Ainda esta semana o STF (o pleno) discutiu acerca da demarcação da terra dos Yanomamis no Estado de Roraima. Como se sabe, para os Yanomamis, a terra é muito mais do que um meio de produção de riqueza. A natureza é algo mítico (cultural) para eles.
O homem branco por um processo de grilagem ou mesmo por violência física (capangas, jagunços) vai avançando sobre a área indígena. E se o Estado não intervier, como dizem: "a corda quebrará do lado mais fraco", ou seja: dos yanomanis! Incrível!
Os portugueses (Cabral e Cia) chegaram por aqui em 1500 (ocaso do século XV). Já estava vigorando um tratado assinado na cidade espanhola de Tordesilhas entre os dois países ibéricos: Portugal/Espanha. Refiro-me, pois, ao Tratado de Tordesilhas assinado em 1494. Observem! Portugal e Espanha (brancos europeus) já dividindo parte do território americano entre eles, "na cara de pau"!! Sem combinar com as inúmeras tribos (nações) indígenas que há muito tinham a posse dessas terras. E o pior: tinham o aval da Igreja Católica Apostólica Romana(papa Júlio II)!
O que estabeleceu este tratado? Seriam de Portugal as terras descobertas e a descobrir situada a leste de um meridiano traçado polo a polo, a 370 léguas das Ilhas de Cabo Verde, enquanto as terras situadas a oeste deste meridiano pertenceriam à Espanha.
Os portugueses, na década de 1530, instituíram em sua porção (leste do meridiano) as Capitanias Hereditárias. Julgavam se os donos das terras e, por conseguinte, poderiam doar a quem tivesse poder aquisitivo (donatários) para explorarem. Tudo isso, claro, sem anuência dos verdadeiros donos das terras, pelo princípio "uti possidetis", os índios!
O Brasil colonia emerge sob o signo da exploração covarde do europeu (no caso, portugueses) sobre o nativo, os índios. E aqui era pior, pois aqui a injustiça era praticada pelo próprio Estado português. Observem, agora, com o STF discutindo a demarcação da terra Ianomami que o descalabro, a prepotência, o desrespeito às minorias neste país vem de longe. Muito longe!!
Um pais com quase 9.000.000 de quilômetros quadrados e com tanta gente sem um pedacinho de terra sequer para plantar um pé de aipim!

__INSTRUÇÃO DA TAREFA 1__.
Responda, com base no texto sobre a terra Yanomami:
(a) Em que ano foi assinado o Tratado de Tordesilhas?
(b) A quantas léguas das Ilhas de Cabo Verde ficava o meridiano fixado pelo tratado?
(c) Em que década os portugueses instituíram as Capitanias Hereditárias?
__INSTRUÇÃO DA TAREFA 2__.
Retome o texto sobre a terra Yanomami logo após a última frase, mantendo o tom e o assunto.
As entradas não têm relação com o texto sobre a terra Yanomami.

__MATERIAL FORNECIDO__.

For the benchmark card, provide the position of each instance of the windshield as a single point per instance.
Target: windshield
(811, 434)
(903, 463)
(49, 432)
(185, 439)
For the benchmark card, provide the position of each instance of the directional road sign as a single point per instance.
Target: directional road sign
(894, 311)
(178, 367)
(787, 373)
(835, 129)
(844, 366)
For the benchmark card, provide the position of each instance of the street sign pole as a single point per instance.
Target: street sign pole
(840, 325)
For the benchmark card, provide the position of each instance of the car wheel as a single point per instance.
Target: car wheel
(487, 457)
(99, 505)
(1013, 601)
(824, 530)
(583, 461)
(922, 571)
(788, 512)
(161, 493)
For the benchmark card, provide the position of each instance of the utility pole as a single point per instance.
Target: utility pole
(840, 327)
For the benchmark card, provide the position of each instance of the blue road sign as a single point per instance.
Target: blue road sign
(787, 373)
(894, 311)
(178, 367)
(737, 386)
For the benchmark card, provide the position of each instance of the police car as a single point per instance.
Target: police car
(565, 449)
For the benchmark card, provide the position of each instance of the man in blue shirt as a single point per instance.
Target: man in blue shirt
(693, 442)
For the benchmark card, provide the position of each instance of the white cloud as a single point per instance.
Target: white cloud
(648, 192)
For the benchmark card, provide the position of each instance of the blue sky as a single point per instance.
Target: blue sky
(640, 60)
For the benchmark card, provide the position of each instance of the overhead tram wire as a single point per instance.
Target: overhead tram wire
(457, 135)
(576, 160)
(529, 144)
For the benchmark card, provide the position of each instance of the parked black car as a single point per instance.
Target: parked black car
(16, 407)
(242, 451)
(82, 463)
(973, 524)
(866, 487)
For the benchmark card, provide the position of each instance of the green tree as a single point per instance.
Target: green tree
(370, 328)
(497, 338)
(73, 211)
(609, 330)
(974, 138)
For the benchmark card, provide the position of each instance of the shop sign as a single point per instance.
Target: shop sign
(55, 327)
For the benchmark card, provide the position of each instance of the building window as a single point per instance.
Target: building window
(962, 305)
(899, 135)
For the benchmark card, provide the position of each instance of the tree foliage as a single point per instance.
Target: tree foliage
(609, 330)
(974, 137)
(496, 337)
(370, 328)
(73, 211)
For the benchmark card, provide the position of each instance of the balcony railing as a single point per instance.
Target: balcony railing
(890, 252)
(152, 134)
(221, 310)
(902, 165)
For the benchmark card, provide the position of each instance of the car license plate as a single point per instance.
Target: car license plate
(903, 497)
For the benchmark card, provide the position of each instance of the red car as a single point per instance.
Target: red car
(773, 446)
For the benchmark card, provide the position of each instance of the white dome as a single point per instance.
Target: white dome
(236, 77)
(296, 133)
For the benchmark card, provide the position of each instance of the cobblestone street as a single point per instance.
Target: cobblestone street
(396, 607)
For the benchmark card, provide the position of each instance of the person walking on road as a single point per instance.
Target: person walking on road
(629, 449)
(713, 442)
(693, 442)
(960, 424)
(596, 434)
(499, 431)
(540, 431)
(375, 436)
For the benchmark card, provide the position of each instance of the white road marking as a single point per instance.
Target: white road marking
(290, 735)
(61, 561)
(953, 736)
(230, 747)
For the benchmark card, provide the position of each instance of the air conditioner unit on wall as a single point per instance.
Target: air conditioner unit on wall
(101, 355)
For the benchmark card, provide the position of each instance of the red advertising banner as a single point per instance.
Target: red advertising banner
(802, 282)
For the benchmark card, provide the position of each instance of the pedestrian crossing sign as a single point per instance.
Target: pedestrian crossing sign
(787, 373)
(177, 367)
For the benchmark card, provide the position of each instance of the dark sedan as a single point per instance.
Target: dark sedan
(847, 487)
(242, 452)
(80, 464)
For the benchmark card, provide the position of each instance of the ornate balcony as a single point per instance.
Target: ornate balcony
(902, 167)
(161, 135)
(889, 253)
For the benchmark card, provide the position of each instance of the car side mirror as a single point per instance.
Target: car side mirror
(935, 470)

...

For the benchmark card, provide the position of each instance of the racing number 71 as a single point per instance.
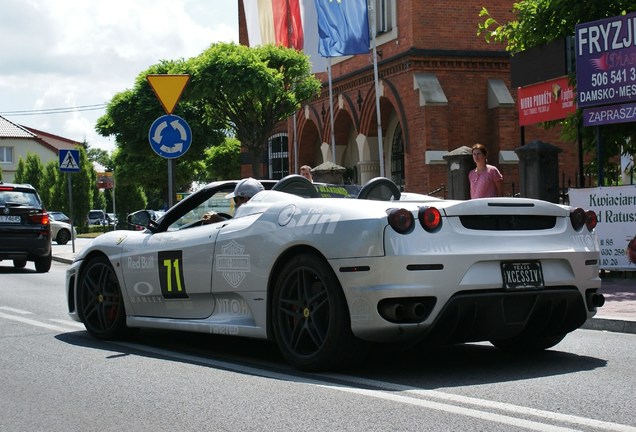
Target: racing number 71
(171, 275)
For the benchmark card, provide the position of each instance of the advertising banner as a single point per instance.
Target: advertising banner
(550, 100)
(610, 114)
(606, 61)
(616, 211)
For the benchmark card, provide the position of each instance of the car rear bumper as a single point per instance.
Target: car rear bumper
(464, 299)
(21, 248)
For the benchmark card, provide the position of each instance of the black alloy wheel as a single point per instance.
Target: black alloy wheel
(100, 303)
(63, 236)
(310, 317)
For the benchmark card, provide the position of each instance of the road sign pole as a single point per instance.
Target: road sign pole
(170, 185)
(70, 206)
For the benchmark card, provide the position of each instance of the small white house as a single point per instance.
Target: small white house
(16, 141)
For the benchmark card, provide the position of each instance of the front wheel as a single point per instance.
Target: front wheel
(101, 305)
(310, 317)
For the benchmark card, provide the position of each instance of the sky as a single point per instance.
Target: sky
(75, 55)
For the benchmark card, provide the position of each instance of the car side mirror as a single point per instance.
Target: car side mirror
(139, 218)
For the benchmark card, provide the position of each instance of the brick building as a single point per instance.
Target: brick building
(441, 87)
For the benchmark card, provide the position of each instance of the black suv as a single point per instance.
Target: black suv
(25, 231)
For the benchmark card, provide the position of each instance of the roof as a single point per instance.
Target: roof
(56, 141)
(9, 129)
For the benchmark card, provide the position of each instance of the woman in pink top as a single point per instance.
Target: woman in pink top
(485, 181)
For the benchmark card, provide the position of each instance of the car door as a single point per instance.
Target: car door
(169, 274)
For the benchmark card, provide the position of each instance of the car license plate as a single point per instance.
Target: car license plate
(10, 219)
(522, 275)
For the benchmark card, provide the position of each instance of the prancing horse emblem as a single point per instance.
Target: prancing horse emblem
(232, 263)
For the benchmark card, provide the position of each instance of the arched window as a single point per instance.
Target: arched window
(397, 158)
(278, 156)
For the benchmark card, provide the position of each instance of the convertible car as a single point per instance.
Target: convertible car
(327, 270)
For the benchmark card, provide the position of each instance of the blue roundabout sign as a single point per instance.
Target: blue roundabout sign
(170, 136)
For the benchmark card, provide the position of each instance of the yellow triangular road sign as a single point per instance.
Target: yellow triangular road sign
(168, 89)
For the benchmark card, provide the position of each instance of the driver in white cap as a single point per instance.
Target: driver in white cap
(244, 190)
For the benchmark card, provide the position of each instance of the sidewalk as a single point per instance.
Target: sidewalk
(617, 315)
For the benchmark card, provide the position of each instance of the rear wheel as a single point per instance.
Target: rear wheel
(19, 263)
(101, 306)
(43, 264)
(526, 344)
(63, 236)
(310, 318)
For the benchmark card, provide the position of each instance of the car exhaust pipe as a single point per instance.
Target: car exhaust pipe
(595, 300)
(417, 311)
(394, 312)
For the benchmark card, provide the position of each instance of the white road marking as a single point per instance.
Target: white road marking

---

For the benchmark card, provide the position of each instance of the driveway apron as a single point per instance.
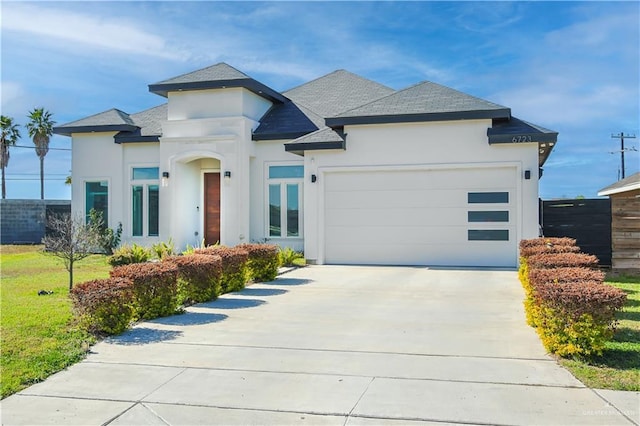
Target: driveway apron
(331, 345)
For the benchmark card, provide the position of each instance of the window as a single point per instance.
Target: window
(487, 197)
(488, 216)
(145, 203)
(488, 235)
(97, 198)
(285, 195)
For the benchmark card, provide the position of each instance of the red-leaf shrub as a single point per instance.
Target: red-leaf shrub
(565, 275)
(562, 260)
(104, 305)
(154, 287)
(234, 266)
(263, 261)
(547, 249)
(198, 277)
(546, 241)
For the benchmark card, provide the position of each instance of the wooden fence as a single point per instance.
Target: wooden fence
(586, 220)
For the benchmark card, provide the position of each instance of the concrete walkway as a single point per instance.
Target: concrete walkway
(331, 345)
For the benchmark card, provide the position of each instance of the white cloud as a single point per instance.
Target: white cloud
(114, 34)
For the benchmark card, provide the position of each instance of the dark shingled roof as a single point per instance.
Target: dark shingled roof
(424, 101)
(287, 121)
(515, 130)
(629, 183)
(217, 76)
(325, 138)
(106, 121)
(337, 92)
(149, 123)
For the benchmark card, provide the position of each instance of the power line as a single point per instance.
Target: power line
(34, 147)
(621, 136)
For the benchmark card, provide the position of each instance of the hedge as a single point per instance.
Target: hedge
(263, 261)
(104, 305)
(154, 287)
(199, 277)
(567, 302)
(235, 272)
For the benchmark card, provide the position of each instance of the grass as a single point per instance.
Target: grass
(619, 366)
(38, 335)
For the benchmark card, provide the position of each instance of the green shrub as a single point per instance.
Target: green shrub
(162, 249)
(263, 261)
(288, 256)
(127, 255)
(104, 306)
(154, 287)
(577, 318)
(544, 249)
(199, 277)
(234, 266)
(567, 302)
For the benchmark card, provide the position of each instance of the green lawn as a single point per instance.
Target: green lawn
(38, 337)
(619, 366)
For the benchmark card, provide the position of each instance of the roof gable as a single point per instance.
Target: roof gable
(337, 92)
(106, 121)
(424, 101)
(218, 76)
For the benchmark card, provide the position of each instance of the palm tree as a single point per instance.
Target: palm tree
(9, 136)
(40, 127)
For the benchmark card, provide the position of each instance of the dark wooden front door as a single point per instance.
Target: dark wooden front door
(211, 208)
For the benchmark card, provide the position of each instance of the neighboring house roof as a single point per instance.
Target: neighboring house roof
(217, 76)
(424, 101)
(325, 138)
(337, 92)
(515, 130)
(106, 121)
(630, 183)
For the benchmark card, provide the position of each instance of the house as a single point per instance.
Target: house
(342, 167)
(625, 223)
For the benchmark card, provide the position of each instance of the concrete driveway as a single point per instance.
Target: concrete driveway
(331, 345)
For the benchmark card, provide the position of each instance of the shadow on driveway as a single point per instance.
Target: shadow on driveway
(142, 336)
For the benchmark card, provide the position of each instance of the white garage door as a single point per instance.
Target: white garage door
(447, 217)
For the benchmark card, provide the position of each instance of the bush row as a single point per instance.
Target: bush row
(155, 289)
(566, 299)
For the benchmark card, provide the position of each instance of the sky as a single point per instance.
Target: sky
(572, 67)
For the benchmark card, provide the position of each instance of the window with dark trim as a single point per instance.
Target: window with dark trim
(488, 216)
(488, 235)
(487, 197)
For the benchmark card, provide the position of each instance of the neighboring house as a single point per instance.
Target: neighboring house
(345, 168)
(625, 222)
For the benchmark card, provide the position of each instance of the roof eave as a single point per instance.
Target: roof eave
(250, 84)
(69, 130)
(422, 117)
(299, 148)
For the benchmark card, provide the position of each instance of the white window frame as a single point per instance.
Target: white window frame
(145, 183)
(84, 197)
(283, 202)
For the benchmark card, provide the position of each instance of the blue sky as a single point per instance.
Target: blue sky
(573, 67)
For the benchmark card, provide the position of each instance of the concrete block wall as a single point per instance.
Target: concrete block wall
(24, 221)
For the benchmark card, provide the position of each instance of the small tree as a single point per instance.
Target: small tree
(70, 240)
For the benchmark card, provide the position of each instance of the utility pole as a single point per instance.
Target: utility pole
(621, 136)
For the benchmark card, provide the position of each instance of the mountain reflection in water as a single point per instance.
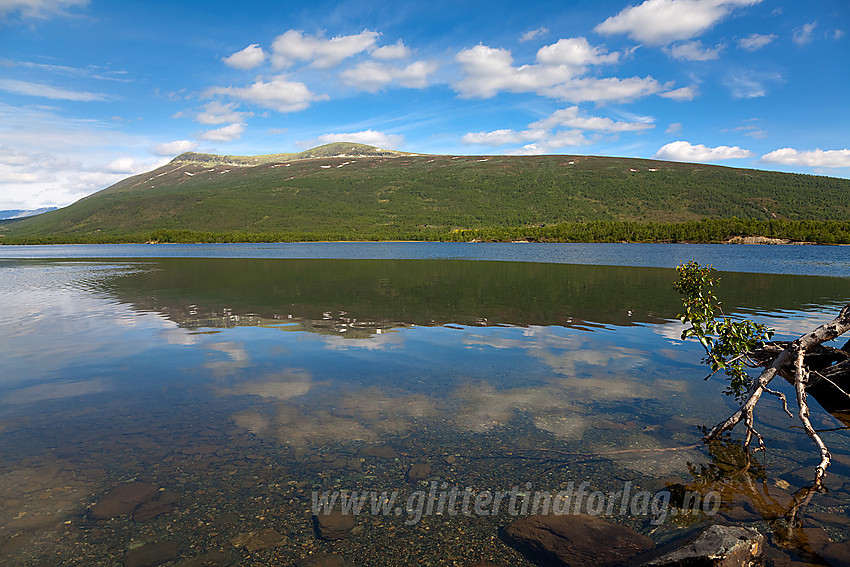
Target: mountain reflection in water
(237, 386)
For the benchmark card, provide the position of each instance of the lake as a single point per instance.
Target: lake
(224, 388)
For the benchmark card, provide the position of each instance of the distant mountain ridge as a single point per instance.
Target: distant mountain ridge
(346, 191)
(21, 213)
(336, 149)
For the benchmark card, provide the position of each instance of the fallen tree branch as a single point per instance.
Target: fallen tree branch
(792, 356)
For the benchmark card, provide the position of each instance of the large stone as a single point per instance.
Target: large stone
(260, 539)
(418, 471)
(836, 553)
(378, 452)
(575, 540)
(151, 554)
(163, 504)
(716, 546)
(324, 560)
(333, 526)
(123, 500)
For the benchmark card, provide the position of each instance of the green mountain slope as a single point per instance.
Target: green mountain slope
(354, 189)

__RESPOSTA DA TAREFA 1__.
(a) Em 1494.
(b) A 370 léguas.
(c) Na década de 1530.

__RESPOSTA DA TAREFA 2__.
Um país escravocrata oficialmente até 1888. Antes da assinatura da Lei Áurea, contudo, a elite agrária deste pais, instituiu a famigerada Lei de terras, em 1580. Esta lei foi sancionada por Pedro II e estabelecia, em síntese, que: A terra era de quem tinha o título de propriedade devidamente averbado em Cartório de Imóveis. E quem controlava os cartórios? Aqui se aprofundou o que, comumente, denominamos de "grilagem de terras no Brasil"!! Através deste perverso, covarde processo o homem branco foi tomando as terras dos índios. Acuando-os. Aqui no Sul da Bahia, terras totalmente indígenas outrora, hoje objeto da especulação imobiliária. Aos índios restaram o confinamento em pequenas aldeias. Mais do que isto: "Colaram (o homem branco) ao índio a pecha de preguiçoso, vadio..."!! Veja que a lei de terras precedeu, logicamente, a lei Áurea. Uma lei casuística, pois.
Os portugueses desrespeitaram o princípio do 'uti possidetis" quando lhes interessava, como se observa, contudo, escorado neste princípio, expandiram significativamente à oeste. Um "far west" sul-americano, "mutatis mutantis"!! Foram ajudados pela União Ibérica que perdurou de 1580 a 1640. Neste período (60 anos) éramos todos espanhóis.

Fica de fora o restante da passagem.